Esercizi.
A: Estrai dal brano il tratto che va da "Quando lo scorso" fino a "è stato premiato.", entrambi inclusi.
B: Rispondi alle domande seguenti in base al brano.
(i) Per quale quotidiano lavora come inviato Dexter Filkins?
(ii) In che anno è stato fondato il premio Pulitzer?
(iii) Quanti siti web sono stati premiati?

── Brano

Cultura e Spettacoli

Dexter Filkins, il reporter da Pulitzer che ci porta «dentro» la guerra

Inviato del «New York Times», con le sue corrispondenze dall'Iraq e dall'Afghanistan ha fatto vincere al suo giornale il prestigioso riconoscimento per la categoria «reportage internazionali». Che oggi sono diventati un libro. Imperdibile

Quando lo scorso anno fu annunciato che il premio Pulitzer, il massimo riconoscimento giornalistico mondiale, sarebbe stato aperto, per la prima volta nella sua storia, anche ai siti Internet indipendenti, molti addetti ai lavori (e non solo) profetizzarono una debacle della carta stampata e un trionfo invece di reportage, inchieste e servizi fotografici realizzati ondine, a ulteriore dimostrazione della lenta agonia dei giornali di carta e dell'affermazione ormai completa dei «nuovi» media. Sappiamo come è andata. Tre giorni fa sono stati proclamati i vincitori e i numeri parlano chiaro: carta batte web 21 (tante sono le categorie del premio fondato nel 1917 dal magnate della stampa statunitense Joseph Pulitzer) a 0. Nessun sito web è stato premiato.

────
── Dati

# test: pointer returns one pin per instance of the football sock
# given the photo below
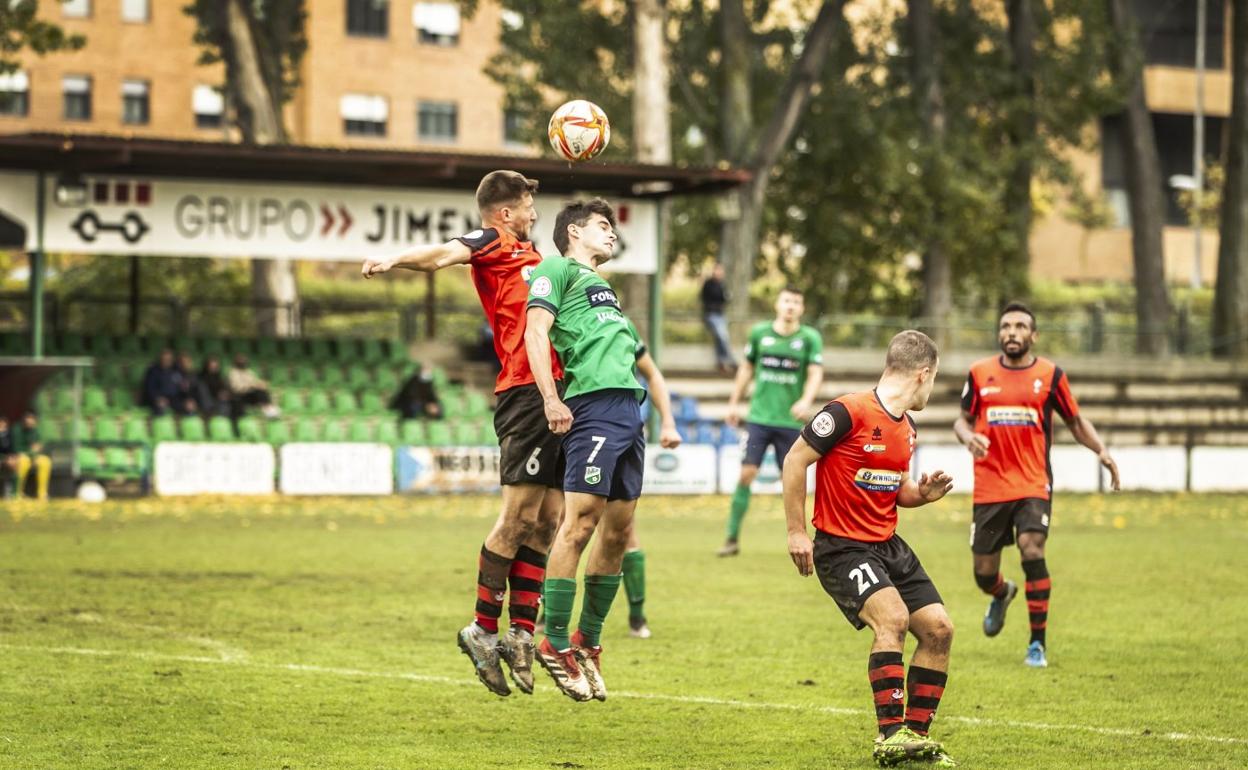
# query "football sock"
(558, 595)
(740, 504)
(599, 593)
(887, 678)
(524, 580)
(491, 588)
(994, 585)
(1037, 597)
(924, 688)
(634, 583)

────
── Dati

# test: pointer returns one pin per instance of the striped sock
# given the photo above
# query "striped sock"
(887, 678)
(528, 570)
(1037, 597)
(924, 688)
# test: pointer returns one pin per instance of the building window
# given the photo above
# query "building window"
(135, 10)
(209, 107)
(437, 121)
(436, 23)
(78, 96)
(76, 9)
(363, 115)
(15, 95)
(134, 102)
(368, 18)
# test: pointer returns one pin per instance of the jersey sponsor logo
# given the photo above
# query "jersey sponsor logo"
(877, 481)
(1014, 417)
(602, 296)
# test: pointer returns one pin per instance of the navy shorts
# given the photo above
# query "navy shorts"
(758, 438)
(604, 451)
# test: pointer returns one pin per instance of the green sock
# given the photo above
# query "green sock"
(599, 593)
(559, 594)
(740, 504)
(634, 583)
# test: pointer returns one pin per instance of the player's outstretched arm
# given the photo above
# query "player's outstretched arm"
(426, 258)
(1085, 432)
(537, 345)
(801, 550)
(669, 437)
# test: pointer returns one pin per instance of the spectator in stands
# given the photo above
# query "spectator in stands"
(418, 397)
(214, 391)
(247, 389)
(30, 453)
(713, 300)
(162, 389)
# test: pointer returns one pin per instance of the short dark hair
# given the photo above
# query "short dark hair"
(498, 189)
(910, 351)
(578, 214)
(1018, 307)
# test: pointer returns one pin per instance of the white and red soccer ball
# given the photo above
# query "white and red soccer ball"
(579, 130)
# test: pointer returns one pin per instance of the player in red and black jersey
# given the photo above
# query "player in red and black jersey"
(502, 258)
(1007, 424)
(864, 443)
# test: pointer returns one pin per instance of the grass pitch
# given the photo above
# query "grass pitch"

────

Soluzioni.
A:
Quando lo scorso anno fu annunciato che il premio Pulitzer, il massimo riconoscimento giornalistico mondiale, sarebbe stato aperto, per la prima volta nella sua storia, anche ai siti Internet indipendenti, molti addetti ai lavori (e non solo) profetizzarono una debacle della carta stampata e un trionfo invece di reportage, inchieste e servizi fotografici realizzati ondine, a ulteriore dimostrazione della lenta agonia dei giornali di carta e dell'affermazione ormai completa dei «nuovi» media. Sappiamo come è andata. Tre giorni fa sono stati proclamati i vincitori e i numeri parlano chiaro: carta batte web 21 (tante sono le categorie del premio fondato nel 1917 dal magnate della stampa statunitense Joseph Pulitzer) a 0. Nessun sito web è stato premiato.

B:
(i) Il «New York Times».
(ii) Nel 1917.
(iii) Nessuno.